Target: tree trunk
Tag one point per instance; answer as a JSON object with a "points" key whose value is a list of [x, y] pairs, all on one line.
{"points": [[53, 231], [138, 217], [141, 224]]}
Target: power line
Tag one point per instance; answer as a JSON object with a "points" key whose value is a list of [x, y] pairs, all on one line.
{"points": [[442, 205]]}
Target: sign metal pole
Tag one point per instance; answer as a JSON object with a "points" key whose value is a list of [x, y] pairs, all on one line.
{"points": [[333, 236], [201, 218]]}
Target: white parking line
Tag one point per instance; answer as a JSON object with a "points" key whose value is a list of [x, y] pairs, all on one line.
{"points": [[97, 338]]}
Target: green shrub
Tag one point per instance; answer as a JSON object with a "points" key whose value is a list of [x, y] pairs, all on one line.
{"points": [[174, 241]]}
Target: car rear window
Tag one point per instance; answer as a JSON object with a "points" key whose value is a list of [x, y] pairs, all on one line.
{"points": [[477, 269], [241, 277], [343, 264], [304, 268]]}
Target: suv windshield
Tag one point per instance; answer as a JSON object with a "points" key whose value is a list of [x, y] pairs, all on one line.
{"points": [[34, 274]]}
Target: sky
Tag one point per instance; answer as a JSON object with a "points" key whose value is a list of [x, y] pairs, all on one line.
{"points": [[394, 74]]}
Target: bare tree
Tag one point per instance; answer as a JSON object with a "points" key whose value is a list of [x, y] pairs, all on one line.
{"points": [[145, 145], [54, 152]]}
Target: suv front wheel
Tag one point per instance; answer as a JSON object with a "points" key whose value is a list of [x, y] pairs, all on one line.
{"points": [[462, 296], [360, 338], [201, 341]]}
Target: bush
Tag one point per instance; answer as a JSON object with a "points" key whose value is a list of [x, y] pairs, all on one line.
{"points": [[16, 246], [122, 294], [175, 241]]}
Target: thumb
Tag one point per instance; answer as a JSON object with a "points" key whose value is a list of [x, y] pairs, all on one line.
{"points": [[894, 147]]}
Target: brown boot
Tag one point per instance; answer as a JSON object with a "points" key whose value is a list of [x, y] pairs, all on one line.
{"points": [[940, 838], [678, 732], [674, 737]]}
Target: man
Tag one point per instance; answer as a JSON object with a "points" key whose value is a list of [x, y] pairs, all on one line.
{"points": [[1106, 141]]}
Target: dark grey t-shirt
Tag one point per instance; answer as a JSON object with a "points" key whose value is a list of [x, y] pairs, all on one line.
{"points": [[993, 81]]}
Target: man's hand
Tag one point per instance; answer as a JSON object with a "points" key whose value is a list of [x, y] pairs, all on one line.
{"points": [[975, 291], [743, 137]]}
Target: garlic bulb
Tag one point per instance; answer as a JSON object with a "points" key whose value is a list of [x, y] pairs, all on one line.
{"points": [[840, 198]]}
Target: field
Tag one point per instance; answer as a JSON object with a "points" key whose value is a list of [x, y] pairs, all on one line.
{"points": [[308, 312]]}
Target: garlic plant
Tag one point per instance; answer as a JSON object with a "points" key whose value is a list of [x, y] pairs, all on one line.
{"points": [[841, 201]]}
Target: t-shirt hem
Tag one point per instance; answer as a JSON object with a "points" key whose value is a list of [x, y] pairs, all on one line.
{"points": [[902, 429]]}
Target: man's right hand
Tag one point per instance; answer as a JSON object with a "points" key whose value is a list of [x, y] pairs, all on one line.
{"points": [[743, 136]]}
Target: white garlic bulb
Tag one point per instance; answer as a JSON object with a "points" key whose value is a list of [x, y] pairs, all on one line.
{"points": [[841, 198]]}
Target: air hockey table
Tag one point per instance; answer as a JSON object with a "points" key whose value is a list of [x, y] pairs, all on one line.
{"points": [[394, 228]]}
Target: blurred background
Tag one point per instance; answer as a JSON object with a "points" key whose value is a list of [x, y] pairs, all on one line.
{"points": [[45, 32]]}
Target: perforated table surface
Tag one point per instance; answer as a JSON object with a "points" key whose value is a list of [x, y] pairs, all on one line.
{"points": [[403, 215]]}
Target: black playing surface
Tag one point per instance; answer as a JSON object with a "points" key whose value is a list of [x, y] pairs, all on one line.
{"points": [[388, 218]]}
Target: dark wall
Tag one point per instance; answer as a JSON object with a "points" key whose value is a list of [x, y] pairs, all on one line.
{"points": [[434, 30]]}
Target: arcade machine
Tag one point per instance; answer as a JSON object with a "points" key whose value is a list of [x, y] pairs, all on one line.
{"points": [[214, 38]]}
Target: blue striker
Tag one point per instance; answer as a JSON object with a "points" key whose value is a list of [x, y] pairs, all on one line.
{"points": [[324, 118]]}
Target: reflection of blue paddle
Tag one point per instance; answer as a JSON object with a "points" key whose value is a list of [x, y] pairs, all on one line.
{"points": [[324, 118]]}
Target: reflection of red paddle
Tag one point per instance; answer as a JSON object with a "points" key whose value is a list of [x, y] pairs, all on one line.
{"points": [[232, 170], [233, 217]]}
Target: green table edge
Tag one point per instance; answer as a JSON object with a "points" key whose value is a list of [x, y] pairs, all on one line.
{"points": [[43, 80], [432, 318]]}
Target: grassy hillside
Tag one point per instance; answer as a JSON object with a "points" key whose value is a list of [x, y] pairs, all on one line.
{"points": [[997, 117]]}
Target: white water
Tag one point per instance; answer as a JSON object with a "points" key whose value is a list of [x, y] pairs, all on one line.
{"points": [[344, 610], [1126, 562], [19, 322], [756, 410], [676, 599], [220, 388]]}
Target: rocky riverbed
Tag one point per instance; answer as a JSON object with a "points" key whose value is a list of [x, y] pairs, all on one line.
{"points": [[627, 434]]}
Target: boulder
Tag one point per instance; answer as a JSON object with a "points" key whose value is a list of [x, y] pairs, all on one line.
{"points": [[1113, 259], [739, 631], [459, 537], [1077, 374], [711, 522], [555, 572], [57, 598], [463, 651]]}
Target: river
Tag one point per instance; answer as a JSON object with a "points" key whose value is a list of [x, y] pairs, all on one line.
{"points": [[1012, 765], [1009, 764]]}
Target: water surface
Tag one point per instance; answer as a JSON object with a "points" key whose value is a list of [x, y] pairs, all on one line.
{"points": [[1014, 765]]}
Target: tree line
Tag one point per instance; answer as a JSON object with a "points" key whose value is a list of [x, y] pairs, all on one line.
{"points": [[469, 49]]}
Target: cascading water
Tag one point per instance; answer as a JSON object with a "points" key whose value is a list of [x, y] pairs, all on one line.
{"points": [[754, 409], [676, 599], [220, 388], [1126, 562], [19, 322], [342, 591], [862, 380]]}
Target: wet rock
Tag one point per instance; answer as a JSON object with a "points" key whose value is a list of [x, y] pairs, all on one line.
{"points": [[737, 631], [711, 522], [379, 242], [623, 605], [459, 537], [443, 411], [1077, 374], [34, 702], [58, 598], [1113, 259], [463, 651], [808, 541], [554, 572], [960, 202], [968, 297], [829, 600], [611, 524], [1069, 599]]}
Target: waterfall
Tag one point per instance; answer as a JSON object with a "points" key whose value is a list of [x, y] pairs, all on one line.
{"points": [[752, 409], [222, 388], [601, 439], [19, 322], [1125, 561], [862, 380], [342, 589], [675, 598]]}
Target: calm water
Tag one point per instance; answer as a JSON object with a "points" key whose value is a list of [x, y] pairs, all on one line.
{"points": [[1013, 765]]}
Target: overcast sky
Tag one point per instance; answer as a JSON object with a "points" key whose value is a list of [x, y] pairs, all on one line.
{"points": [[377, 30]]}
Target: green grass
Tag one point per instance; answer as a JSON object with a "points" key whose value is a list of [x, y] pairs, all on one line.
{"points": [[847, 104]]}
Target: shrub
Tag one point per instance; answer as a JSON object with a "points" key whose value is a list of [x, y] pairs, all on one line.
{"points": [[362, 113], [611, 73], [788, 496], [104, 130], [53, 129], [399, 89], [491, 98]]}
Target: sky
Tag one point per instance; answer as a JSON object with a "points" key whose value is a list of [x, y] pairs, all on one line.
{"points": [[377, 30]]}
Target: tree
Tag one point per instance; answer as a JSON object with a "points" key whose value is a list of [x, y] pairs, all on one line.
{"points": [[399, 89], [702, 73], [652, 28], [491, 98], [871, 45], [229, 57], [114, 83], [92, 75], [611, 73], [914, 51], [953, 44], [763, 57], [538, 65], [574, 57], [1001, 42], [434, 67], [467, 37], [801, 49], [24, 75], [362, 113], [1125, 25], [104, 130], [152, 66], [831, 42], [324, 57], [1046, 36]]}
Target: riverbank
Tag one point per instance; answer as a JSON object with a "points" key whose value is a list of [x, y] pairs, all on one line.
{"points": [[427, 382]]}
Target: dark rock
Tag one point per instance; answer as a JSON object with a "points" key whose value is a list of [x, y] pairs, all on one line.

* **Direction**: Pull out every line from the one with "Target: shrub" to the end of the listing, and output only those.

* **Result of this task**:
Target: shrub
Tag one point per instance; answer as a JSON object with a "points" key whose value is a list of [x, y] pairs, all on one line.
{"points": [[362, 113], [611, 73], [788, 496], [104, 130], [53, 129], [399, 89], [491, 98]]}
Target: sky
Tag one point per instance; answer as a JSON object with a "points" key whose value is a list of [x, y] pairs, all on one line.
{"points": [[377, 30]]}
Target: tree
Tag one point per instance; answer as a JSON object with a "points" key whose value is a list of [x, y] pairs, all on one line.
{"points": [[399, 89], [702, 73], [652, 28], [491, 98], [871, 45], [229, 57], [114, 83], [92, 75], [611, 73], [914, 51], [953, 44], [763, 57], [538, 65], [574, 57], [1001, 42], [434, 67], [467, 37], [801, 49], [24, 75], [362, 113], [1125, 25], [104, 130], [152, 66], [831, 42], [324, 57], [1046, 36]]}
Target: riverbank
Tag one point per instance; answer as a JSON object with a "points" key whose value is a list of [x, y] pairs, all on one line.
{"points": [[427, 382]]}
Target: dark rock
Tag one point per instance; answer as a JSON object with a "points" key whose value is a list of [x, y] pairs, all on one line.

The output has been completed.